──────── DATA RECORDS

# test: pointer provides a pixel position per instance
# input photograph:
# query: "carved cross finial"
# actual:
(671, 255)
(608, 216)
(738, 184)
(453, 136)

────────────────

THE TASK
Your task is to reproduce each entry exactly.

PROBLEM SOLUTION
# test: pointer provides a pixel position per instance
# input photograph:
# query: "carved cross finial"
# actual:
(671, 255)
(608, 216)
(738, 184)
(453, 136)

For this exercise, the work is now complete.